◆ **Source excerpt**:
————————
Friday, February 16, 2018

LIN-LOG Pixel with CDS

MDPI Special Issue on the 2017 International Image Sensor Workshop publishes NIT paper "QLog Solar-Cell Mode Photodiode Logarithmic CMOS Pixel Using Charge Compression and Readout" by Yang Ni.

"In this paper, we present a new logarithmic pixel design currently under development at New Imaging Technologies SA (NIT). This new logarithmic pixel design uses charge domain logarithmic signal compression and charge-transfer-based signal readout. This structure gives a linear response in low light conditions and logarithmic response in high light conditions. The charge transfer readout efficiently suppresses the reset (KTC) noise by using true correlated double sampling (CDS) in low light conditions. In high light conditions, thanks to charge domain logarithmic compression, it has been demonstrated that 3000 electrons should be enough to cover a 120 dB dynamic range with a mobile phone camera-like signal-to-noise ratio (SNR) over the whole dynamic range. This low electron count permits the use of ultra-small floating diffusion capacitance (sub-fF) without charge overflow. The resulting large conversion gain permits a single photon detection capability with a wide dynamic range without a complex sensor/system design. A first prototype sensor with 320 × 240 pixels has been implemented to validate this charge domain logarithmic pixel concept and modeling. The first experimental results validate the logarithmic charge compression theory and the low readout noise due to the charge-transfer-based readout."
————————
◆ **Records**:
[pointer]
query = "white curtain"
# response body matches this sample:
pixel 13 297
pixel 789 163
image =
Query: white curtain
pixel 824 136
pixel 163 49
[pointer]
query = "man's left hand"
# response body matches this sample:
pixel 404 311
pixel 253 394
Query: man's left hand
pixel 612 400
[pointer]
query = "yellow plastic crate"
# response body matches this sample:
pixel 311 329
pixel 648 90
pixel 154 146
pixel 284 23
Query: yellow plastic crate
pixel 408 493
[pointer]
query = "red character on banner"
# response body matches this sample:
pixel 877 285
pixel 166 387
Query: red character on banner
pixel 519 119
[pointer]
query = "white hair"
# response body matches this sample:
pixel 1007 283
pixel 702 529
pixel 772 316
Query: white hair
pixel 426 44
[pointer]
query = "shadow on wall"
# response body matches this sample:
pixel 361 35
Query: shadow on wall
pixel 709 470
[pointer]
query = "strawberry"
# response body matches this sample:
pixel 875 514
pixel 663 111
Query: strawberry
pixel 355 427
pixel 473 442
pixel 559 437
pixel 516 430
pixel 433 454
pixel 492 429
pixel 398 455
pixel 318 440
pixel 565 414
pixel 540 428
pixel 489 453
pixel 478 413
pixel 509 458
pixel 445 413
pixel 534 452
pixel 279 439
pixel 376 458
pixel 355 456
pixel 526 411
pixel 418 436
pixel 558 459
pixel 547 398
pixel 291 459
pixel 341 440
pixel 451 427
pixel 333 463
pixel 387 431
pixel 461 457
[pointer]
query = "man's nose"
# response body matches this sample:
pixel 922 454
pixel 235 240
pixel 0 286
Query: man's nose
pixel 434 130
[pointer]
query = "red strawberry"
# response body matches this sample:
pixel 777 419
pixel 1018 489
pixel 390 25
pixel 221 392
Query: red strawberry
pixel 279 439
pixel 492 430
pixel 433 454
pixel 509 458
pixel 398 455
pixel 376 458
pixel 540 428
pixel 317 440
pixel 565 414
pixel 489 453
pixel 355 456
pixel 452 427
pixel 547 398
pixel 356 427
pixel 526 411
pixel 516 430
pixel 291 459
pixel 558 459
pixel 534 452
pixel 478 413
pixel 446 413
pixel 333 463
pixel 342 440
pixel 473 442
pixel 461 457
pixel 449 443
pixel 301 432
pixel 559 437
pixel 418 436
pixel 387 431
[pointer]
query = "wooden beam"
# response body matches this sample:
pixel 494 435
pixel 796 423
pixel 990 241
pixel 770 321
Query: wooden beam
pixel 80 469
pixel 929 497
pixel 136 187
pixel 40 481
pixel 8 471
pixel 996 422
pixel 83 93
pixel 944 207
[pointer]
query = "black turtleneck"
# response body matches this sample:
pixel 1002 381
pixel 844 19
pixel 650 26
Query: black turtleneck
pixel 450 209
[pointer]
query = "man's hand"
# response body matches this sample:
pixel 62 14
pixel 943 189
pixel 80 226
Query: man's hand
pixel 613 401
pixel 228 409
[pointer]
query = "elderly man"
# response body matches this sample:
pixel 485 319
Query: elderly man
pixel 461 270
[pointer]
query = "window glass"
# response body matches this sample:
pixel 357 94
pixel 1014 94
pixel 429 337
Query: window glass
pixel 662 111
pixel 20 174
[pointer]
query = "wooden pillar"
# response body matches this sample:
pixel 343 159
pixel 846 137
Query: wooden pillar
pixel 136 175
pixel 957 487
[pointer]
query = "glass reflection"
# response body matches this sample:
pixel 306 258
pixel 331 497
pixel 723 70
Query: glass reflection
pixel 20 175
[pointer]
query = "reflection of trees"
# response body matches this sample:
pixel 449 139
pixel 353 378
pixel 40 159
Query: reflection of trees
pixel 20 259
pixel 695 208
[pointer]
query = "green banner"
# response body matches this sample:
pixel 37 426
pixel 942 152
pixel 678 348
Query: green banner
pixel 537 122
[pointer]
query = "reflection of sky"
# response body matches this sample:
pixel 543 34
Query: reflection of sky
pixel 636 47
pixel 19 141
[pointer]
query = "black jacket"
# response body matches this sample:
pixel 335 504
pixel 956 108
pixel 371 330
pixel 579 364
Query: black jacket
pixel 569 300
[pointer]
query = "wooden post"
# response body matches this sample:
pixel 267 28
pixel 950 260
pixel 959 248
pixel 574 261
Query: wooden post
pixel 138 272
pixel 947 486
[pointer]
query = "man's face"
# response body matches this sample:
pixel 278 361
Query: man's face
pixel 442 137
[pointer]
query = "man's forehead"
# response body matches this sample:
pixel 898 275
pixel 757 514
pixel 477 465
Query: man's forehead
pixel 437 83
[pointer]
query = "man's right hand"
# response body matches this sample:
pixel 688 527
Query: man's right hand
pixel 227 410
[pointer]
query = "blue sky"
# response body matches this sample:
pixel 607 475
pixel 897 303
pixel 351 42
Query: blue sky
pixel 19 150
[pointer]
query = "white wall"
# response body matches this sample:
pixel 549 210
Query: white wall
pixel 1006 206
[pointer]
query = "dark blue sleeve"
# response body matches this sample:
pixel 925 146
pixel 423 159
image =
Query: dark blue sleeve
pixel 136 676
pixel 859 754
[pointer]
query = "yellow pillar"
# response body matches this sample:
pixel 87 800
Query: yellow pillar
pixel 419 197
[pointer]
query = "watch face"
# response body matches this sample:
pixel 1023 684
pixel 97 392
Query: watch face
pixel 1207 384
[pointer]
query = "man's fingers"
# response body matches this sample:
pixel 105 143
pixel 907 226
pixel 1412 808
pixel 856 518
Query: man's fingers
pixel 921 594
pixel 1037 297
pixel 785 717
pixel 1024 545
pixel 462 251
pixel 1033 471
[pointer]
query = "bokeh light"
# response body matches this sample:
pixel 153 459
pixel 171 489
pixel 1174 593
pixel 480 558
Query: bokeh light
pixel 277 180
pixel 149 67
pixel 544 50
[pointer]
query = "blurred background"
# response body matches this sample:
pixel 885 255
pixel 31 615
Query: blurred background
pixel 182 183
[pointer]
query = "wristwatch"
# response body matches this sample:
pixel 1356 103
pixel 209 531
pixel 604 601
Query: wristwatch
————————
◆ **What is asked**: Retype part of the logarithmic pixel article word for word, beginning at the words "LIN-LOG Pixel with" and stopping after "by Yang Ni.".

◆ **Output for this exercise**:
LIN-LOG Pixel with CDS

MDPI Special Issue on the 2017 International Image Sensor Workshop publishes NIT paper "QLog Solar-Cell Mode Photodiode Logarithmic CMOS Pixel Using Charge Compression and Readout" by Yang Ni.